→ Set problem: Report every line in the material below that contains the word "wearing", copying each line in full.

→ Records shown:

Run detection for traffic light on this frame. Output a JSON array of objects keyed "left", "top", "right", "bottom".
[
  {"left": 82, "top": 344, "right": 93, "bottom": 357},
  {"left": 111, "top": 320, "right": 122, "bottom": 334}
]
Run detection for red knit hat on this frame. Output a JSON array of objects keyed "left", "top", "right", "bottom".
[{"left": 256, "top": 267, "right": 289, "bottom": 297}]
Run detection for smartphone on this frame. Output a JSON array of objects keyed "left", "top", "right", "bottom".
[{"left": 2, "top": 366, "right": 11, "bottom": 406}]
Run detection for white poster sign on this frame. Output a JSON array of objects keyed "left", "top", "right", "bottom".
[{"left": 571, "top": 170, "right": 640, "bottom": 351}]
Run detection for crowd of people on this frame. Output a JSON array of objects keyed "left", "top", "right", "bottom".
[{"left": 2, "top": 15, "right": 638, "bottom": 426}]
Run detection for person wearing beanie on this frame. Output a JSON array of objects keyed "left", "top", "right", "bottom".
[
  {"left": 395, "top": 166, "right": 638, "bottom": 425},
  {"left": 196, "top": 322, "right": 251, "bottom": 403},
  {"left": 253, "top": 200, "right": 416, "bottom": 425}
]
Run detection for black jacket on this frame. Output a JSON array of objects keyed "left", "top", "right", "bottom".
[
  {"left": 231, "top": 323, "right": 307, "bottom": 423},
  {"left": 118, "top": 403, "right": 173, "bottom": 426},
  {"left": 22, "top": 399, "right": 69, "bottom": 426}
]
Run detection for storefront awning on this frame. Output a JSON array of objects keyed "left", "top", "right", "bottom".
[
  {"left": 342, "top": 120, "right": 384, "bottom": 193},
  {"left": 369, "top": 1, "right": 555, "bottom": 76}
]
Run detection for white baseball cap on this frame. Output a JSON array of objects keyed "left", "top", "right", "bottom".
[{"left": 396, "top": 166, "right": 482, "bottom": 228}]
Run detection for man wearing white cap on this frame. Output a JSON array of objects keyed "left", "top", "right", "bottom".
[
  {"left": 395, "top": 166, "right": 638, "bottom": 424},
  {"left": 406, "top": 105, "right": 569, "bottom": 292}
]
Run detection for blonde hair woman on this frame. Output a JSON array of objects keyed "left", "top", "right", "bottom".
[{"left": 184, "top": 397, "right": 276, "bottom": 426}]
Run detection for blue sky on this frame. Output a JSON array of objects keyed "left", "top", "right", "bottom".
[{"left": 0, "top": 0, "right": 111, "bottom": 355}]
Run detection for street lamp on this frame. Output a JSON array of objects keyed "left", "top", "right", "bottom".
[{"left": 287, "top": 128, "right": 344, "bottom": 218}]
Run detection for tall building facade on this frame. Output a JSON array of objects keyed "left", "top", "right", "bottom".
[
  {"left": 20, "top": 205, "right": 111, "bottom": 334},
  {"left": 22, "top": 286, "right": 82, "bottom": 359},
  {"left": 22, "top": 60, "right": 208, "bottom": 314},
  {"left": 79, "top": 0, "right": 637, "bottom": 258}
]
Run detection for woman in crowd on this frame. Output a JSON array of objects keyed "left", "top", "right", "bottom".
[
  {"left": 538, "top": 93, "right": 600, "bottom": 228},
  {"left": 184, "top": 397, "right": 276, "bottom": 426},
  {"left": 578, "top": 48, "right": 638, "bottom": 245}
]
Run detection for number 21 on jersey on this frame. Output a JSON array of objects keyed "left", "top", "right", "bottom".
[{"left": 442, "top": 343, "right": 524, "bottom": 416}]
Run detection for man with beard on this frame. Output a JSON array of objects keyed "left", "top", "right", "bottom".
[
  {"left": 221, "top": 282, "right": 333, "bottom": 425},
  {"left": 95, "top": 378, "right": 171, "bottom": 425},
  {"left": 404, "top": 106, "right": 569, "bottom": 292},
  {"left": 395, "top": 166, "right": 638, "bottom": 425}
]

→ Output for this exercise:
Run detection for person wearing beanie on this frame. Output a JSON array of objects keyed "left", "top", "right", "bottom".
Run detection for man wearing white cap on this frame. Output a JSON array of objects keyed "left", "top", "right", "bottom".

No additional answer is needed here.